* To be done
Write out every line of the data from the line containing "of the yellow" through the end of the data, and offset each coordinate in the answers by -22.

Saved entries:
- - -
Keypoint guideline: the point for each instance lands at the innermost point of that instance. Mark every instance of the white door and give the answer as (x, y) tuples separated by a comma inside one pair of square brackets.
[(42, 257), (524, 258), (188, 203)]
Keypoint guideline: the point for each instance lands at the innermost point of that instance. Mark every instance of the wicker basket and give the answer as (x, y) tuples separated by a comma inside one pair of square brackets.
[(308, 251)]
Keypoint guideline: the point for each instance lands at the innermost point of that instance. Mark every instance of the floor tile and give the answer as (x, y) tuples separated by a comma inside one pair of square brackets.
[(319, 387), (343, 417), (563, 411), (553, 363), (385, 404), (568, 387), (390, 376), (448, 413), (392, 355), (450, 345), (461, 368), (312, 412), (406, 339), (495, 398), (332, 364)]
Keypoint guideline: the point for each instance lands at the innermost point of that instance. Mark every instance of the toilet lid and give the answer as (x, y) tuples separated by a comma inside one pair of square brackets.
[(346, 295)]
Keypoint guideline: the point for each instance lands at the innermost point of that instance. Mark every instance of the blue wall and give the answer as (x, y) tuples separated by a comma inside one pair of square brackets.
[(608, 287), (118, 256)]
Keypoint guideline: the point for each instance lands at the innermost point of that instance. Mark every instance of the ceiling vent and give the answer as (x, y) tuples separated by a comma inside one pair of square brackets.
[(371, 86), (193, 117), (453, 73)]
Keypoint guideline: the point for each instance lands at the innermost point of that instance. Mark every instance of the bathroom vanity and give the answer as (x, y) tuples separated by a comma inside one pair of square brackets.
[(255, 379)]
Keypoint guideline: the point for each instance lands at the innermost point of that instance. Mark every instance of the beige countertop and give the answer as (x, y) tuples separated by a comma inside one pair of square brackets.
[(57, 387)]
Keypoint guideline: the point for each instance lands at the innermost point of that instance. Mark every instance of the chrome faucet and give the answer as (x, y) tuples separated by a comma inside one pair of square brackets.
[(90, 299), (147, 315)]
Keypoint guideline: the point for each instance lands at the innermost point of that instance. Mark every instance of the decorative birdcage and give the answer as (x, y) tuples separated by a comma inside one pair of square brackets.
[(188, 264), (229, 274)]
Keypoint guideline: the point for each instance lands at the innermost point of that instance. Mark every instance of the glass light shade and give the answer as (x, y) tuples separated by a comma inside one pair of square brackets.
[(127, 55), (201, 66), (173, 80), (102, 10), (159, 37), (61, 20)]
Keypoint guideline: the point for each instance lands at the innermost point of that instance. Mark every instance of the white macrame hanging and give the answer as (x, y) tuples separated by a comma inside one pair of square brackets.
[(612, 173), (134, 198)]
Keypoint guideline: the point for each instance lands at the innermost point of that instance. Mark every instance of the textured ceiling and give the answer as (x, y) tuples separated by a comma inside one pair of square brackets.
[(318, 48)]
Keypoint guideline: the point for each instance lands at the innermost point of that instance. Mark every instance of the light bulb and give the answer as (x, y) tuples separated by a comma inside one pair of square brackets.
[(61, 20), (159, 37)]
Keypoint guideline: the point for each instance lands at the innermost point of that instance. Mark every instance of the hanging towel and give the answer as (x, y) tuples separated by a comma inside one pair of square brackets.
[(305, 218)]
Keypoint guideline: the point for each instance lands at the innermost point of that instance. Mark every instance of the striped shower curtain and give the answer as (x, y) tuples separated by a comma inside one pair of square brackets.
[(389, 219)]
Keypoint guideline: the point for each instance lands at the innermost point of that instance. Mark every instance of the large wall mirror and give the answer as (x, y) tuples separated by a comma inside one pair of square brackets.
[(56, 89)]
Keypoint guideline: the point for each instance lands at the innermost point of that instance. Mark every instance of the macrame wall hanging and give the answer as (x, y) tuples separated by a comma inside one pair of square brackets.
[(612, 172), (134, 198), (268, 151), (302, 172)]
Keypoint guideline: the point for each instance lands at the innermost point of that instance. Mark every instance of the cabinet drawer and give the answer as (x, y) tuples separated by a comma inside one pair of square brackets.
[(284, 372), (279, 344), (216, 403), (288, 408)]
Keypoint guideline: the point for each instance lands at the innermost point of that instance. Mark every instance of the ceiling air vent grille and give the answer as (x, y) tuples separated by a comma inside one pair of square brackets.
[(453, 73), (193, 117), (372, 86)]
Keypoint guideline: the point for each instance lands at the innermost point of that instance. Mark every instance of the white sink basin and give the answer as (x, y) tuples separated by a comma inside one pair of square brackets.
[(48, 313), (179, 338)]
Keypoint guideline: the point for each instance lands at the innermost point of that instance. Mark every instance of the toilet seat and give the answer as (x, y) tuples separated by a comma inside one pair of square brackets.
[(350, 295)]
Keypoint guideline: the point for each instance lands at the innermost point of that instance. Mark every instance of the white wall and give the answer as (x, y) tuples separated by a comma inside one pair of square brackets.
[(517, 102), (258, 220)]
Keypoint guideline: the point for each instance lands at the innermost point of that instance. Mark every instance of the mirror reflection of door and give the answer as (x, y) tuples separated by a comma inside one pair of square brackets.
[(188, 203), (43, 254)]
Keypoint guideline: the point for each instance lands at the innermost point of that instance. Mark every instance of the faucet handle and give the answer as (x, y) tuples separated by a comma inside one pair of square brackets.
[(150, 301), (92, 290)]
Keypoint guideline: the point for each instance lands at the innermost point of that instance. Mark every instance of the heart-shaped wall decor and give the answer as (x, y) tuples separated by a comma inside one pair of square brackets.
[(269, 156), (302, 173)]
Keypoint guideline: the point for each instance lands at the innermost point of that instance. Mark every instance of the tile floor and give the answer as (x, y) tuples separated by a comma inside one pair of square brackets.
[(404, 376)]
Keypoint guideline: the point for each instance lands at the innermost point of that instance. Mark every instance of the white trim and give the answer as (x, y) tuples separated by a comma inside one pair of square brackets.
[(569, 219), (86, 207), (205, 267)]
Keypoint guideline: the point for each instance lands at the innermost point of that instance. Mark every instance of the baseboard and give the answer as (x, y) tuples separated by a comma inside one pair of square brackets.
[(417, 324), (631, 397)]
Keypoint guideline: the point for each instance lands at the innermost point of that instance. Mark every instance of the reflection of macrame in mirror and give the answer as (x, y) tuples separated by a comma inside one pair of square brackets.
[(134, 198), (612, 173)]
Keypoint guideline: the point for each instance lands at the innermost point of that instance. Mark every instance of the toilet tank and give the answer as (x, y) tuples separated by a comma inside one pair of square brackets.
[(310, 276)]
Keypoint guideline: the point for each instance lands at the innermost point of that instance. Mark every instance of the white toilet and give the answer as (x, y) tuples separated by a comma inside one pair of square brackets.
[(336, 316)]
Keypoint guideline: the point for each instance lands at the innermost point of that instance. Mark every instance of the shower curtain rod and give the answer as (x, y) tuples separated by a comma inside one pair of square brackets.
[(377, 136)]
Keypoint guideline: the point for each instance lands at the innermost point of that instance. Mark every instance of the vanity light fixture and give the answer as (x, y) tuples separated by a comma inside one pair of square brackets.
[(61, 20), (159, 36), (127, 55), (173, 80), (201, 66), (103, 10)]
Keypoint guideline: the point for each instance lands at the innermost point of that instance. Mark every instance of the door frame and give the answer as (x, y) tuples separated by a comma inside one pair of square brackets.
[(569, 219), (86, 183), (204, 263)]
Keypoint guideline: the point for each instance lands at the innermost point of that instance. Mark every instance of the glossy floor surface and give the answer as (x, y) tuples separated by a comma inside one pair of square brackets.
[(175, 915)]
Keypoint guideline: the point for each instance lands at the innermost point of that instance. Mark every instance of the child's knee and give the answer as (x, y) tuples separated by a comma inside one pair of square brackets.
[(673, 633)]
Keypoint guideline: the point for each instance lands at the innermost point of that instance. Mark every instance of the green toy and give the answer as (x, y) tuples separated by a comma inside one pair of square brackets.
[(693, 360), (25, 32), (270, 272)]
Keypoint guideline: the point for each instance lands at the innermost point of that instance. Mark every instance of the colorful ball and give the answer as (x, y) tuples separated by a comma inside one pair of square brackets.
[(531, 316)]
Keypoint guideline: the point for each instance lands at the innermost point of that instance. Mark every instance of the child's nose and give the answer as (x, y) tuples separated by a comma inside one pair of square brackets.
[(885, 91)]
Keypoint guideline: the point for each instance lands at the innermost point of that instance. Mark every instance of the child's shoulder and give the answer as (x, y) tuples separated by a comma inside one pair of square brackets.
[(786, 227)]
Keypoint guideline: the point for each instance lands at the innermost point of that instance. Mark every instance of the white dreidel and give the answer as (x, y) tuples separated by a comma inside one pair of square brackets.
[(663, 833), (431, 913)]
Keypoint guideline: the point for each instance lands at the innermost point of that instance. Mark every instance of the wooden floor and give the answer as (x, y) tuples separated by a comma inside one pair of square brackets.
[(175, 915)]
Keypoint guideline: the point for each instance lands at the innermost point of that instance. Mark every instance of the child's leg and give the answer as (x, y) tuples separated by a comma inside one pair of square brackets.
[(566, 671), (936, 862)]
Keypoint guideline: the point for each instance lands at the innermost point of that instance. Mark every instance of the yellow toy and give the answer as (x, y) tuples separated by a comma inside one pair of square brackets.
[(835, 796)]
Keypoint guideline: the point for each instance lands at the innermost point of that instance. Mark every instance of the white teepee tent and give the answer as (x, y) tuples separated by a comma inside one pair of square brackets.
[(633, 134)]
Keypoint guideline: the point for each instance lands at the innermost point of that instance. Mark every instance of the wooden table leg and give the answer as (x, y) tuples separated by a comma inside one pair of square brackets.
- - -
* Reply
Keypoint guideline: the point for each instance lands at the innermost point of that instance. Mark every instance of the yellow toy and give the answer as (x, y) tuples separated by a comma inside one pair of square brackets.
[(813, 774)]
Keypoint guideline: the point for each instance lands at the innermost point of that instance. Mark every instance of the white teepee tent and give the answer as (x, y) tuples separated by a comma inside one pair of square brackets.
[(611, 112)]
Keypoint guideline: the point for each instance lands at the innermost point of that instance. Mark every instance of the wooden table leg and give the answer as (x, y) tuples separated by a comma inside one pair of square brackets.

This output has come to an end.